> **SHORT PROBLEM**
Rewrite every line of the data below, including the request, and increase each x and y coordinate in the answers by 148. Leave the wording of the request and its format sample unchanged.

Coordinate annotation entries
┄┄┄┄┄┄┄┄┄┄

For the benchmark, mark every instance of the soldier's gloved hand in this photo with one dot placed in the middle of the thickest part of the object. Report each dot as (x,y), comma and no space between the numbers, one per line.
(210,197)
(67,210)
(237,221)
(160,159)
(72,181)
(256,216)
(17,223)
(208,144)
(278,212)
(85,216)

┄┄┄┄┄┄┄┄┄┄

> **RESULT**
For the benchmark, mark every instance of the soldier's gloved hand in this photo with one dot placed in the middle of the thickest part of the object. Report each dot as (x,y), comma and no space between the numbers, one per line.
(358,345)
(215,358)
(385,369)
(308,307)
(220,329)
(404,364)
(165,371)
(356,292)
(426,360)
(233,364)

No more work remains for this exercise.